◆ **Exercise task**
Locate every line in the rows below that contains the word "determine", and copy each such line in full.

◆ **Entries shown**
⁂
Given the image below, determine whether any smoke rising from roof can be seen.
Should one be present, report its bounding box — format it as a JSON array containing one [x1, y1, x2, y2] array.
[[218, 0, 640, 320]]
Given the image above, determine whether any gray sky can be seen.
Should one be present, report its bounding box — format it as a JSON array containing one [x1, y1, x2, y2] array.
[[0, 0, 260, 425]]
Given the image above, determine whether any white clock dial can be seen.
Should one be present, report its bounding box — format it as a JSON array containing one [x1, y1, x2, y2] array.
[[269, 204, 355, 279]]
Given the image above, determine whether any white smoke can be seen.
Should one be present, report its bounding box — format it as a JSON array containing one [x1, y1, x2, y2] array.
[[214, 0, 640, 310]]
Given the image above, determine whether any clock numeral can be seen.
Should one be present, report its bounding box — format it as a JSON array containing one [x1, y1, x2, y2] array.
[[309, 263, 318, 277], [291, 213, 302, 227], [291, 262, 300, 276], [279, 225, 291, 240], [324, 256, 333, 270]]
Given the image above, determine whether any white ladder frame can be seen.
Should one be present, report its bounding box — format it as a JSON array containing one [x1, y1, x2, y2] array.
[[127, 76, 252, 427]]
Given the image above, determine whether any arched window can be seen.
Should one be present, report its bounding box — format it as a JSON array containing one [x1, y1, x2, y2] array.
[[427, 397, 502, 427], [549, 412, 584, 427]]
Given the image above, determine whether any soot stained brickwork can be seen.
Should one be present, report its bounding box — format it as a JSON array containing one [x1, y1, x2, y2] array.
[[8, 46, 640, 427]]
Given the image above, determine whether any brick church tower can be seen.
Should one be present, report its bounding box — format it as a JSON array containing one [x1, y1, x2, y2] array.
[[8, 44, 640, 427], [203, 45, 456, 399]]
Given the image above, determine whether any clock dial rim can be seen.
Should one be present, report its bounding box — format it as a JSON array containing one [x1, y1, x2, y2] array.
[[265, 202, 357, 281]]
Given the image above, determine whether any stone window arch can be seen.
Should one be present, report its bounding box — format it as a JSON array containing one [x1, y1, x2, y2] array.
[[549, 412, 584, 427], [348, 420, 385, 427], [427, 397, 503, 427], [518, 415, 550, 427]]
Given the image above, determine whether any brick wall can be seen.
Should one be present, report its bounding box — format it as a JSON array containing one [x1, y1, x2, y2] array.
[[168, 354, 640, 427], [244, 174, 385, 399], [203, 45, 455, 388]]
⁂
◆ **Response to this exercise**
Given the image below, determine whether any smoke rising from roof can be seen.
Given the image above, determine whether any gray sky can be seen.
Given the image above, determine whether any white clock dial can be seen.
Given the image above, determine whether any white smoke can be seen.
Given the image above, determine whether any clock numeral can be seen.
Given the image above, determine whether any white ladder frame can be seen.
Given the image above, determine whether any arched window can be seen.
Given the image above, determine whether any soot stained brickwork can be seen.
Given the image above, determine whether any brick church tower can be seen.
Given the image above, determine whether any clock dial rim can be seen.
Given the image above, determine whether any stone window arch can be seen.
Given the image above, determine whether any brick wall can be seen.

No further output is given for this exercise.